===== TRECHO DO DOCUMENTO =====

25 de Outubro - Dia Nacional da Democracia: A defesa ainda é necessária
“É preciso continuar a acreditar na democracia, mas numa democracia que o seja de verdade”. Encorajava e apontava o escritor José Saramago, referente à vigência do sistema democrático. O trecho do livro se encontra na quarta edição do Cadernos de Lanzarote, lançado em 1997.
O Dia Nacional da Democracia, celebrado nesta segunda-feira, reconhece a importância de um Estado de Direito e alerta para a necessária defesa do sistema democrático do país. A data, dia 25 de Outubro, foi motivada pela morte do jornalista Vladimir Herzog, em 1975, uma das múltiplas vítimas da Ditadura Militar no Brasil e um dos maiores símbolos da luta pela redemocratização.
Caracterizado, sobretudo, pelo abuso de poder, uso da violência e do ataque ao Estado de Direito, o regime militar foi um dos períodos antidemocráticos e caóticos na história do país. Segundo a Comissão Nacional da Verdade, no relatório final divulgado em 2014, foram confirmadas até aquele momento, cerca de quatrocentas pessoas torturadas e/ou mortas no período.
Os governos autoritários passados no Brasil refletem suas manifestações até a atualidade. Mesmo durante e após o processo de redemocratização, teoricamente concluído com a promulgação da Constituição de 1988, o direito ao voto, por si só, não assegura um sistema democrático. A exemplo de governos posteriores, os quais, apesar de eleitos democraticamente, falharam na garantia de igualdade de direitos na sociedade.

===== ENTRADAS =====

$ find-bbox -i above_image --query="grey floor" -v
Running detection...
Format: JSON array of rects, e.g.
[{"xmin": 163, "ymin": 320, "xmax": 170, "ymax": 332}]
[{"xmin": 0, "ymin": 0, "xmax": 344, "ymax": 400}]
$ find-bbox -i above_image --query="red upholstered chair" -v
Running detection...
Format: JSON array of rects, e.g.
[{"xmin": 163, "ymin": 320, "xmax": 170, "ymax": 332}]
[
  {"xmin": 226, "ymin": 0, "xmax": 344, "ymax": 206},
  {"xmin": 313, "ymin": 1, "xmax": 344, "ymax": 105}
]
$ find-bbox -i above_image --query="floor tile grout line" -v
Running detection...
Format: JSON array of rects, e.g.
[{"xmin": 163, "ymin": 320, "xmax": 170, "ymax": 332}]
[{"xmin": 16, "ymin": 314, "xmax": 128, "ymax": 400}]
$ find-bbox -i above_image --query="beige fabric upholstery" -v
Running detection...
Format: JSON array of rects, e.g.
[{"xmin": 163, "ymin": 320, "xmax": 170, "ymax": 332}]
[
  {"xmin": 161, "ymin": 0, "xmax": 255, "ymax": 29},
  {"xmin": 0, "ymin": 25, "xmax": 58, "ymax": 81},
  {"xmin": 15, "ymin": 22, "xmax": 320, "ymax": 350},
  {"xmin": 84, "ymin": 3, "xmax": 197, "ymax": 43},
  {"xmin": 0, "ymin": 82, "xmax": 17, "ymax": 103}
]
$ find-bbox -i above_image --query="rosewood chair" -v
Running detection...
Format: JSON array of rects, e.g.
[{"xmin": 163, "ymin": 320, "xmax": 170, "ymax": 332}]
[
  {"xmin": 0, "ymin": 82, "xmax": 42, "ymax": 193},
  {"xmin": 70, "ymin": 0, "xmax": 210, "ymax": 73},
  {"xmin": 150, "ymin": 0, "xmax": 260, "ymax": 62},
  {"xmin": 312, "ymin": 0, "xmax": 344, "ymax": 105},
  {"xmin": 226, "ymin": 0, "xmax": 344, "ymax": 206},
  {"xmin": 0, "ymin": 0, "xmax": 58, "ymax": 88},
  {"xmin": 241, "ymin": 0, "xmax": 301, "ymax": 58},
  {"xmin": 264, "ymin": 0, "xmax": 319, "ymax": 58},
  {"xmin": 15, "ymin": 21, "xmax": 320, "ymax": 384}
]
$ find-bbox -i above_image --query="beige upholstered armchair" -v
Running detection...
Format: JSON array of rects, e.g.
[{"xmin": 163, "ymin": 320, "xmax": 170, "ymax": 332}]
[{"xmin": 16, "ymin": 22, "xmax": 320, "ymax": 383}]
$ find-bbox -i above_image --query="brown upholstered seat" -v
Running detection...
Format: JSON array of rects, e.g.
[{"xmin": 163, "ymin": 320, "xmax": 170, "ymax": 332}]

=====

**QUESTÕES E TAREFAS**
1. Responda às perguntas abaixo com base no texto sobre o Dia Nacional da Democracia.
(a) De qual livro foi extraído o trecho citado de José Saramago?
(b) A morte de quem motivou a escolha do dia 25 de Outubro para a data?
(c) Em que ano a Comissão Nacional da Verdade divulgou seu relatório final?
2. Reescreva o trecho do texto sobre o Dia Nacional da Democracia que começa em "25 de Outubro - Dia" e vai até "lançado em 1997.", substituindo "escritor" por "autor".

**RESPOSTAS ÀS QUESTÕES**
1.
(a) Da quarta edição do Cadernos de Lanzarote.
(b) A morte do jornalista Vladimir Herzog, em 1975.
(c) Em 2014.

2.
25 de Outubro - Dia Nacional da Democracia: A defesa ainda é necessária
“É preciso continuar a acreditar na democracia, mas numa democracia que o seja de verdade”. Encorajava e apontava o autor José Saramago, referente à vigência do sistema democrático. O trecho do livro se encontra na quarta edição do Cadernos de Lanzarote, lançado em 1997.